- [Short exercise]
Return each line of the data below that includes the string "water".

- [Stored entries]

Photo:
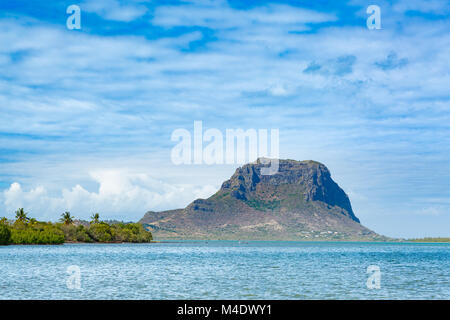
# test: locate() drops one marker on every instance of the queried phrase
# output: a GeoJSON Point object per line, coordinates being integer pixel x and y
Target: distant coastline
{"type": "Point", "coordinates": [28, 231]}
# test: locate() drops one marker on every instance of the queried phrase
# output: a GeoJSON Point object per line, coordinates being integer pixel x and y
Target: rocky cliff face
{"type": "Point", "coordinates": [300, 202]}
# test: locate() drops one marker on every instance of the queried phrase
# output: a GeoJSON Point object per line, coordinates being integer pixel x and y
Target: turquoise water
{"type": "Point", "coordinates": [226, 270]}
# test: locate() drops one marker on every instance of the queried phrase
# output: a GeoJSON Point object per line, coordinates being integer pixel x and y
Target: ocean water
{"type": "Point", "coordinates": [226, 270]}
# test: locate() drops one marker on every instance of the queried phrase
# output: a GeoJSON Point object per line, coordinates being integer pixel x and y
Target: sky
{"type": "Point", "coordinates": [87, 114]}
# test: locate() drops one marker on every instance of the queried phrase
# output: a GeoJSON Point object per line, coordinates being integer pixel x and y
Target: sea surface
{"type": "Point", "coordinates": [226, 270]}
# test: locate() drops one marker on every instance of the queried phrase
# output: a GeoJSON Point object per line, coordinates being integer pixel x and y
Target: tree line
{"type": "Point", "coordinates": [26, 230]}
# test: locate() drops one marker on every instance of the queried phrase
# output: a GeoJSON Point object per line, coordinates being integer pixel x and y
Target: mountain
{"type": "Point", "coordinates": [300, 202]}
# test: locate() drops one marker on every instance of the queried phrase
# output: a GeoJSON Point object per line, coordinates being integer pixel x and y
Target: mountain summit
{"type": "Point", "coordinates": [300, 202]}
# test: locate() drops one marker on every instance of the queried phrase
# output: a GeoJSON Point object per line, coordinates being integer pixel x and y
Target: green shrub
{"type": "Point", "coordinates": [38, 233]}
{"type": "Point", "coordinates": [100, 232]}
{"type": "Point", "coordinates": [5, 234]}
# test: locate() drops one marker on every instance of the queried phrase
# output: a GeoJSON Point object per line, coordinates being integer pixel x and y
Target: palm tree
{"type": "Point", "coordinates": [66, 218]}
{"type": "Point", "coordinates": [21, 215]}
{"type": "Point", "coordinates": [95, 218]}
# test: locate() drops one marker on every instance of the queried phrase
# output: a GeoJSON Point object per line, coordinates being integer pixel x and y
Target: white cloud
{"type": "Point", "coordinates": [114, 10]}
{"type": "Point", "coordinates": [121, 194]}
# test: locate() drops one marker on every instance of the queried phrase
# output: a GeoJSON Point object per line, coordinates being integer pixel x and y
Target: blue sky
{"type": "Point", "coordinates": [87, 114]}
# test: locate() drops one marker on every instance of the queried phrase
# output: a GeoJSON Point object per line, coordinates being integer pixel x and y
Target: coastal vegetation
{"type": "Point", "coordinates": [430, 239]}
{"type": "Point", "coordinates": [26, 230]}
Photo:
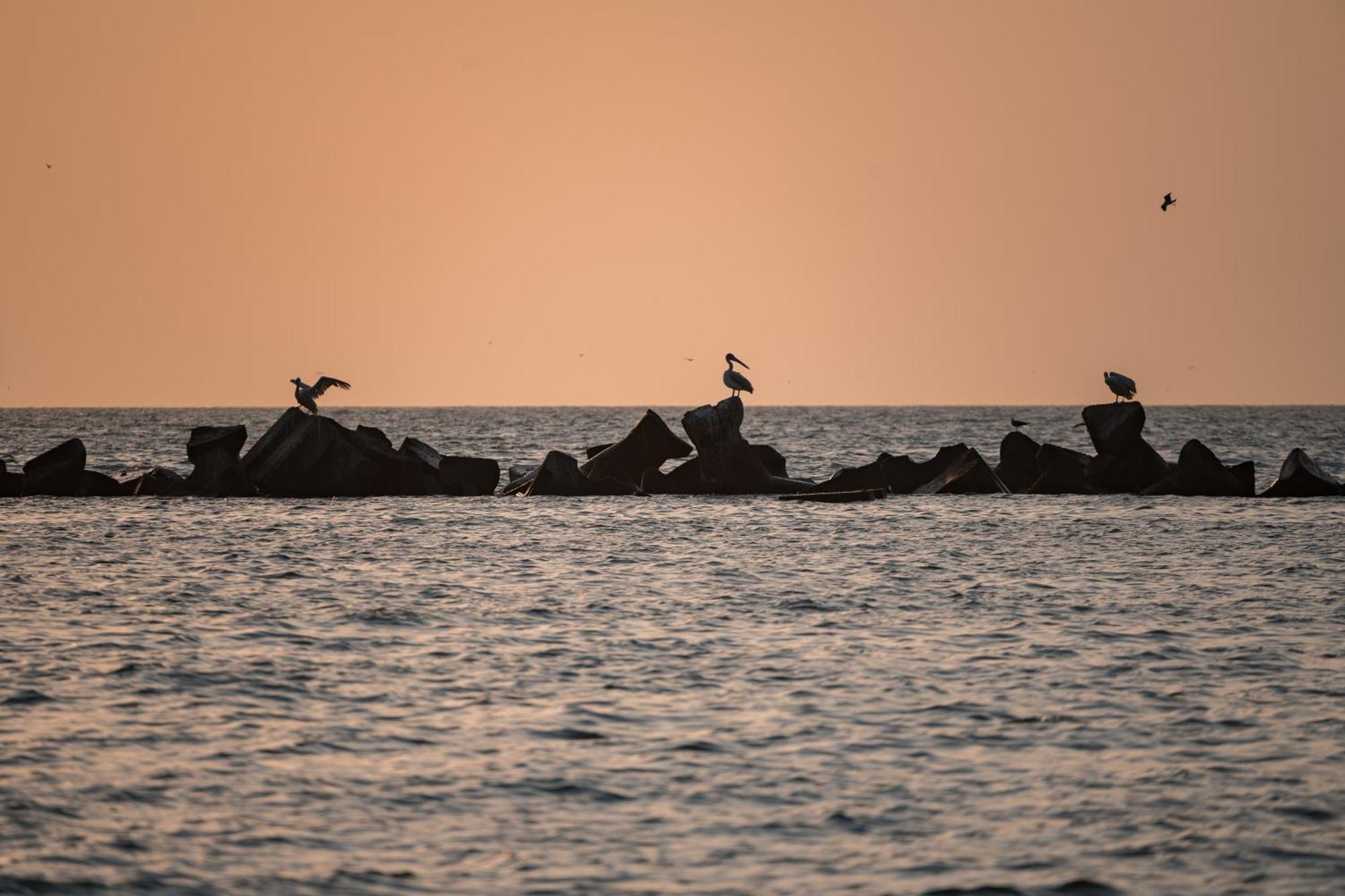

- [Output of the task]
Target: turquoise water
Target: ocean water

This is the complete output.